Point localization data:
* * *

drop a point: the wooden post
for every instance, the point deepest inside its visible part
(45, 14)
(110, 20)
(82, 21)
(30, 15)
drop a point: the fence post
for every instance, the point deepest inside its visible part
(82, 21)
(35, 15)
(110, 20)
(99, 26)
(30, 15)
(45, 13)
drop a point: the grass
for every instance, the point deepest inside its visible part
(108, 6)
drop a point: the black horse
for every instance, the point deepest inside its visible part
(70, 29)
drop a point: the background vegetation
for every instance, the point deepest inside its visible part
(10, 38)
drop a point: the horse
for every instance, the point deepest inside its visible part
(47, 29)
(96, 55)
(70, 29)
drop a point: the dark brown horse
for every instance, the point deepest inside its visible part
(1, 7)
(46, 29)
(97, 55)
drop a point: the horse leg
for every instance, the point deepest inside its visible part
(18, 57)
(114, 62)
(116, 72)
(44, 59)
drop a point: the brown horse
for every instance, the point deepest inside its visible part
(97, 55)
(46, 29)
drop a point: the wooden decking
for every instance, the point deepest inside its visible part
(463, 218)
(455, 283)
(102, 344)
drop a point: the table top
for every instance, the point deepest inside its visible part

* * *

> Task to carry out:
Give the entries once more, exactly as they appear.

> Task output:
drop a point: the wooden post
for every instance, the point deepest inside its visible part
(45, 14)
(110, 20)
(82, 21)
(30, 15)
drop a point: the fence post
for every instance, the point deepest inside its visible part
(82, 21)
(35, 15)
(110, 20)
(99, 26)
(30, 15)
(45, 13)
drop a point: the grass
for every instance, the point deepest inside its visible part
(108, 6)
drop a point: the black horse
for every instance, the point deepest inside its visible part
(70, 29)
drop a point: the background vegetation
for every instance, the point deepest inside its visible part
(10, 38)
drop a point: the horse
for every instance, the point deepest inside its visible part
(47, 29)
(96, 55)
(70, 29)
drop a point: the dark brown horse
for every instance, the point deepest inside its visible part
(1, 7)
(46, 29)
(97, 55)
drop a point: the horse leg
for every instance, the point deepest inside its visible part
(18, 57)
(114, 62)
(116, 72)
(44, 59)
drop a point: the brown horse
for every instance, the point deepest inside its visible part
(97, 55)
(46, 29)
drop a point: the wooden decking
for every instance, the point deepest inside its visible part
(463, 218)
(455, 283)
(102, 344)
drop a point: the table top
for every instance, the point deepest inside its visible part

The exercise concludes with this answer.